### Records taken from a collection
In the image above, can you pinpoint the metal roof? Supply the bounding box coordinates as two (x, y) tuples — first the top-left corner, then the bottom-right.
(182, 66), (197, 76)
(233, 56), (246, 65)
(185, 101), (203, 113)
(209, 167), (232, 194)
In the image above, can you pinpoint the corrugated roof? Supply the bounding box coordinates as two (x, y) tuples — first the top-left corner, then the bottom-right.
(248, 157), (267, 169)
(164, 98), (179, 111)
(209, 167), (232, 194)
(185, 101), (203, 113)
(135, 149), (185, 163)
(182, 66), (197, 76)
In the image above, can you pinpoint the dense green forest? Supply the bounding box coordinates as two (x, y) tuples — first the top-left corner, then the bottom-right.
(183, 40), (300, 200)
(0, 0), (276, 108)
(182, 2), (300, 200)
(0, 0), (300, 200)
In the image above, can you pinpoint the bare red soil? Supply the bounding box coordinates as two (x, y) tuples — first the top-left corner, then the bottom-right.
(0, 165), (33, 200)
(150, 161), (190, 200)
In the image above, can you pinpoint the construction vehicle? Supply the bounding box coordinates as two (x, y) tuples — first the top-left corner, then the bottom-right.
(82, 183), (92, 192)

### Problem to work on
Substitute "locate" for "pinpoint" throughout the records above, keeping everything else the same.

### In response
In the image above, can you locate the metal roof? Supply the bounding box coordinates as two (x, y) tuples — first the top-left corner, then the bottom-right.
(182, 66), (197, 76)
(233, 56), (246, 65)
(185, 101), (203, 113)
(209, 167), (232, 194)
In the image above, can you locate the corrugated roof? Supply the bounding box coordinates as two (x, y) tuples — first the top-left corner, then the bottom-right.
(248, 157), (267, 169)
(164, 98), (179, 111)
(209, 167), (232, 194)
(185, 101), (203, 113)
(135, 149), (185, 163)
(182, 66), (197, 76)
In the image above, can you locate the dense green forest? Supply the bounding box coordinates as two (x, y) tuples — first the top-left corner, then the bottom-right.
(183, 40), (300, 200)
(0, 0), (276, 108)
(182, 2), (300, 200)
(0, 0), (300, 200)
In the image above, can you locate the bare red soil? Supply the bounding box coordinates as two (x, y) tuples — first the top-left corner, then the bottom-right.
(0, 165), (33, 200)
(150, 161), (190, 200)
In the image above, can you locate the construction vehicle? Supply the bounding box coordinates as two (x, y) tuples — first the top-left corner, then the bottom-right.
(82, 183), (92, 192)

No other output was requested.